» WHAT IS REQUIRED
Translate into Spanish this sentence from the article on cancer oncodomains below: "The researchers also noted that some hotspot patterns were shared across cancer types, while others were specific to certain cancers."

» TEXT PASSAGE
• • •

NEW YORK (GenomeWeb) – Using a new statistical analysis approach, researchers have uncovered thousands of rare somatic variants associated with cancer.
Rather than using a gene-centric approach to tease out driver mutations from within cancer sequencing data, researchers from the University of Maryland used a model that examines protein domain families. In that way, they identified protein domains — which they called "oncodomains" — that were shared across different proteins that are frequently mutated within cancer samples.
"Maybe only two patients have a mutation in a particular protein," senior study author Maricel Kann from Maryland said in a statement. "But when you realize it is in exactly the same position within the domain as mutations in other proteins in cancer patients, you realize it's important to investigate those two mutations."
As they reported in PLOS Computational Biology today, the researchers used this approach to identify rare somatic variants in more than 5,000 genes, many of which represented novel associations to cancer.
By focusing on conserved protein domains — the structural and functional units of proteins — Kann and her colleagues argued that any variants found within them could be compared across different proteins as well as suggest possible functional links to cancer.
With their statistical approach, the researchers identified protein domain families that they deemed oncodomains based on the number of somatic variants in one or more genes that contain the same domain. Oncodomain hotspots, then, are positions within oncodomain sites where somatic variants linked to cancer occur more often than would be expected by chance.
Using both the Conserved Domain Database (CDD) and the Pfam database, the researchers used their approach to identify more than 850 protein domain families as oncodomains. They noted that the number of oncodomains and oncodomain hotspots varied by cancer type — for example, they found one hotspot in kidney chromophobe and seven in head and neck squamous cell carcinoma, but more than 1,700 in skin cutaneous melanoma.
The researchers also noted that some hotspot patterns were shared across cancer types, while others were specific to certain cancers.

• • •

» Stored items
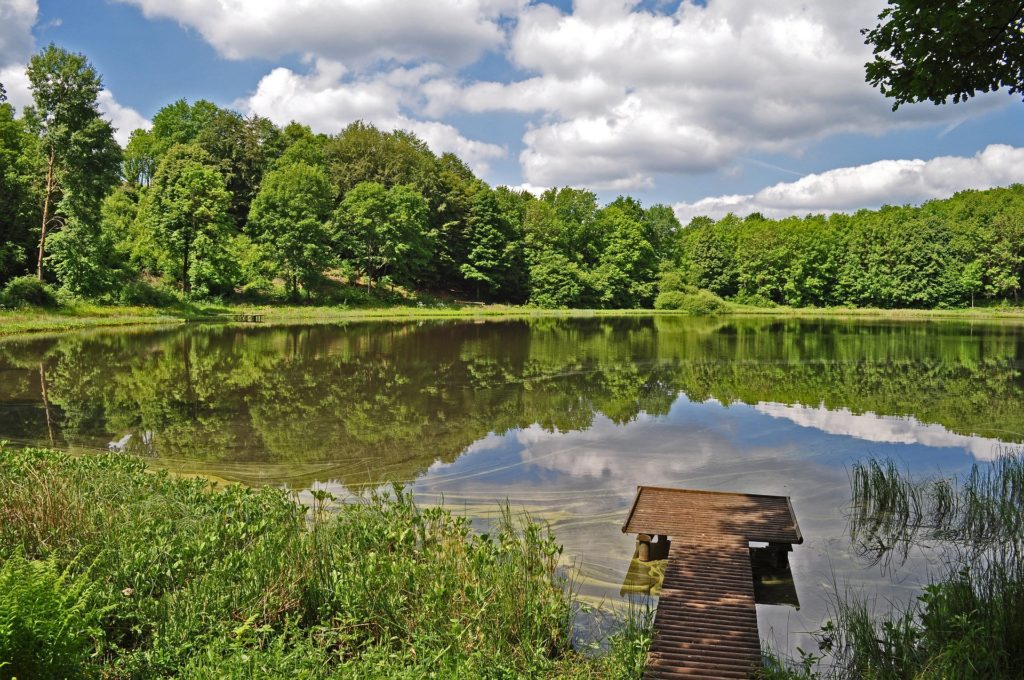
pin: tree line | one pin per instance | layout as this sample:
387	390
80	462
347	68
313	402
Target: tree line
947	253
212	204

• • •

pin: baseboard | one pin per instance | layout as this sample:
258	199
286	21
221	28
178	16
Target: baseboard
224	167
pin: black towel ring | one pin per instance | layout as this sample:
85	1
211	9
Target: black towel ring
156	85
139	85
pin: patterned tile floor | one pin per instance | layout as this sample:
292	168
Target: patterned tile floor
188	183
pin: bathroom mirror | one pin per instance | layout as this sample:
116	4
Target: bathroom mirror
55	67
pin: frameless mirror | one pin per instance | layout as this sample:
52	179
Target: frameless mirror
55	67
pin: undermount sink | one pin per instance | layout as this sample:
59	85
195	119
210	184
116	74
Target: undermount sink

• • •

» COMPLETED TASK
Los investigadores también señalaron que algunos patrones de puntos calientes eran compartidos entre distintos tipos de cáncer, mientras que otros eran específicos de ciertos cánceres.